▸ **Exercise goal**: Without changing a character, return the entries, but not the images they hold.
****************************************
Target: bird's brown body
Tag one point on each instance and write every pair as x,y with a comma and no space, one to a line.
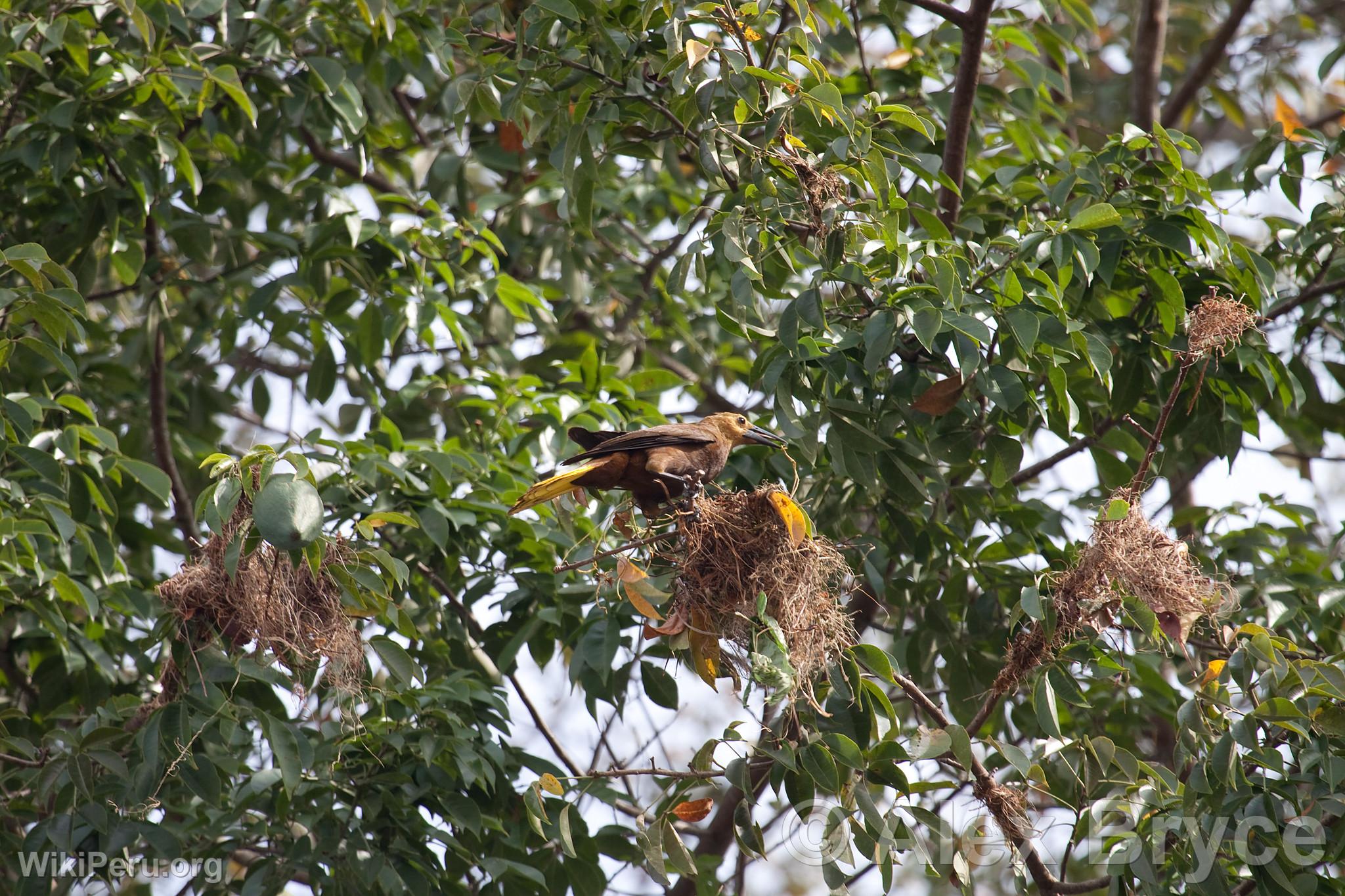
655,465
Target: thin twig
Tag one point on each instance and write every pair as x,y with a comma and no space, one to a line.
23,763
182,503
1304,297
1162,423
576,565
1204,68
404,102
546,730
713,396
324,156
1070,450
1047,883
858,43
658,773
1151,39
943,10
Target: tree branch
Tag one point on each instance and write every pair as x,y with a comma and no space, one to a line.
182,503
332,159
1304,297
1204,68
1162,423
985,784
712,395
858,43
963,102
944,11
1151,41
404,102
1070,450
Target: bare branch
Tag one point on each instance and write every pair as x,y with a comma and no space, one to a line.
404,102
324,156
1047,883
858,43
1070,450
1162,423
1304,297
182,503
661,773
576,565
1149,43
712,395
1204,68
944,11
963,102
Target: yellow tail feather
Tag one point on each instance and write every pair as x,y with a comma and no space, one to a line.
552,488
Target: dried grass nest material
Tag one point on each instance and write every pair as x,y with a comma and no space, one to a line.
736,547
286,610
1216,326
1125,557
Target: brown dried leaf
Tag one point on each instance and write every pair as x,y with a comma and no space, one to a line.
940,398
694,809
512,137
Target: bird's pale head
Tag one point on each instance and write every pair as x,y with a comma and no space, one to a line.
739,430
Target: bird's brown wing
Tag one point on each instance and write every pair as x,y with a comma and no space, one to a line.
590,438
642,440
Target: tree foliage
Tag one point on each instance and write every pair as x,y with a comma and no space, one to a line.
930,244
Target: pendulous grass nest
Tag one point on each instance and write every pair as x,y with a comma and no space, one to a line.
284,609
1125,557
736,547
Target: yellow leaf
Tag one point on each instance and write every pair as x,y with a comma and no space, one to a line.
634,586
1287,119
640,603
627,571
1212,671
705,648
898,58
795,521
695,51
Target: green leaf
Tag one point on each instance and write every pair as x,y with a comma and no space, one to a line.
563,9
284,747
397,660
228,79
659,685
820,765
927,323
930,743
148,476
1095,218
1044,703
1030,602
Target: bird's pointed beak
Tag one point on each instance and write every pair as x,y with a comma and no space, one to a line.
758,436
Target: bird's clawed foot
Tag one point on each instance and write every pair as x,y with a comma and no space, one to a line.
694,488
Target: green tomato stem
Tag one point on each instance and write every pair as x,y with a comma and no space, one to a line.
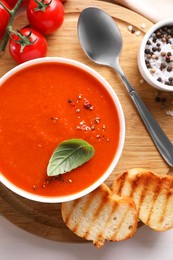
10,24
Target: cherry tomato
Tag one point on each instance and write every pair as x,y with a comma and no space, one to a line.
49,19
30,45
4,18
12,3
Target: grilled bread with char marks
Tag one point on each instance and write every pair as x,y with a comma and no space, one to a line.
101,216
152,194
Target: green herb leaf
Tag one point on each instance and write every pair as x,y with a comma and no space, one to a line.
69,155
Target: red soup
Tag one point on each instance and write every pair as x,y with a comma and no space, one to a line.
43,105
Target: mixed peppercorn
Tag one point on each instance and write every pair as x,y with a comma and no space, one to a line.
159,55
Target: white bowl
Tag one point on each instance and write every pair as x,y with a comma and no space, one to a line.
146,74
116,158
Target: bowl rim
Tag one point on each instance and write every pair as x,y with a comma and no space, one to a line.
106,174
141,60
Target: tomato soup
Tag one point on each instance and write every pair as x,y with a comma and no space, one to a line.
40,107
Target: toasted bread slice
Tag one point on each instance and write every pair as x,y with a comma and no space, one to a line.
101,216
152,194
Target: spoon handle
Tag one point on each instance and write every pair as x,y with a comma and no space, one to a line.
160,139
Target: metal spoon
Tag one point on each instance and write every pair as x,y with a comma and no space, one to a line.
101,40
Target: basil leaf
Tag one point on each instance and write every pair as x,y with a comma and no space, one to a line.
69,155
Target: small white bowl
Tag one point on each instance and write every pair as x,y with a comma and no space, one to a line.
58,199
146,74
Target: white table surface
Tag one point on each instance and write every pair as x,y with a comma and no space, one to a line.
17,244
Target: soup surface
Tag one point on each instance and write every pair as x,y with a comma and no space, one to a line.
42,106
****************************************
▸ **The response**:
Target: bird's brown body
Tag one point on each instance and write every pair as x,y with a comma and no space, one to a line.
655,465
Target: thin twig
Tag one point on each instance and write every pair as x,y with a comma and no space, one to a line.
23,763
182,503
1304,297
1162,423
576,565
1204,68
404,102
546,730
713,396
324,156
1070,450
1047,883
858,43
658,773
1151,39
943,10
Target: tree branch
Tag one point on each instance and write every pair as x,y with a comma and no space, one to a line.
182,503
332,159
1304,297
1204,68
1162,423
985,784
712,395
858,43
963,102
944,11
1151,41
404,102
1070,450
Target: bare branch
Tag one point on each instance and write every pair as x,y with a comma and no space, one to a line.
404,102
324,156
1047,883
858,43
1070,450
1162,423
1304,297
182,503
661,773
576,565
1149,43
712,395
1204,68
944,11
963,102
Target: yellow tail feather
Tag one point on each instance and write every pair as x,y with a comma and no space, one to a line.
552,488
Target: dried grass nest material
Tag one point on each instance and write every pair as x,y with a comma and no space, one to a line.
736,547
286,610
1216,326
1125,557
Target: brown dried leaf
Tag one point on each instance and write every pair as x,y with a comma and no space, one to a line.
940,398
694,809
512,137
Target: bird's pale head
Tag one point on each instance and write every pair as x,y with a comma and no space, one to a line.
739,430
Target: bird's brown wing
Tag one point on each instance and write every pair as x,y with a comma and no space, one to a line.
590,438
642,440
Target: tree foliage
Tag one point on each instance and write every pair as x,y with a comma and no space, one to a line.
930,244
Target: pendulous grass nest
Tag one point on each instance and write every pair as x,y with a comma and no space, one to a line.
284,609
1125,557
736,547
Target: yellow leaf
Tag one point on each instance and write every pair as x,y with a comma and no space, one to a line.
634,586
1287,119
640,603
627,571
1212,671
705,648
898,58
795,521
695,51
Target: green leaf
Tag one point on each instance and write every pair as x,y with a comma and no space, one to a line.
563,9
284,747
397,660
228,79
659,685
820,765
927,323
930,743
148,476
1095,218
1044,703
1030,602
Target: bird's pointed beak
Tag one point on each instance and write every pair as x,y with a comma and no space, one to a line.
758,436
Target: bird's clawed foot
Tag one point on each instance and write every pair as x,y with a comma and no space, one to a line.
694,488
Target: green tomato stem
Tag one point on each instance and write every pair as x,y with a comma and no space, one to a line.
10,24
Target: cherry tomato
Tag one point on each instance and write every pair as x,y with a comma and no space, one to a line.
49,19
30,45
4,18
12,3
Target: grilled bread with char marks
Tag one point on each instance and write every pair as x,y with a comma and no space, one to a line.
101,216
152,194
Target: green herb leaf
Tag one point on each instance and write every pair as x,y with a comma and no space, one to a line.
69,155
Target: red soup
Tag one point on each instance and write every pair as x,y with a comma and no space, one to a line.
43,105
Target: mixed peppercorn
Tag one point on each instance and write every pair as x,y with a comma and no space, one to a line.
159,55
Target: white bowl
Tag one point on each instance and write every pair as x,y with a comma and no space, one to a line.
146,74
116,158
Target: bowl rim
Tag one point on each instance and write every pair as x,y with a comma and no space, one to a line.
106,174
141,60
Target: tomato soup
Tag one point on each instance and write every pair as x,y with a comma and no space, one to a line.
40,107
Target: toasted bread slice
Tag one point on each instance and write every pair as x,y with a comma and no space, one to a line.
101,216
152,194
Target: spoon handle
Tag one point on each instance and write every pair as x,y with a comma and no space, one to a line.
160,139
Target: metal spoon
Tag one point on each instance and write every pair as x,y with a comma and no space, one to a line.
101,40
Target: basil leaf
Tag one point on each instance and write every pair as x,y with a comma and no space, one to a line.
69,155
Target: small white bowl
Tag one point on each instance and write every pair as x,y with a comma and no space, one to a line.
58,199
146,74
Target: white table surface
Tag one point on each instance and write every pair as x,y with a comma and no space, one to a line.
17,244
Target: soup surface
Tag one point on each instance and write every pair as x,y with a comma and no space, one to a line.
42,106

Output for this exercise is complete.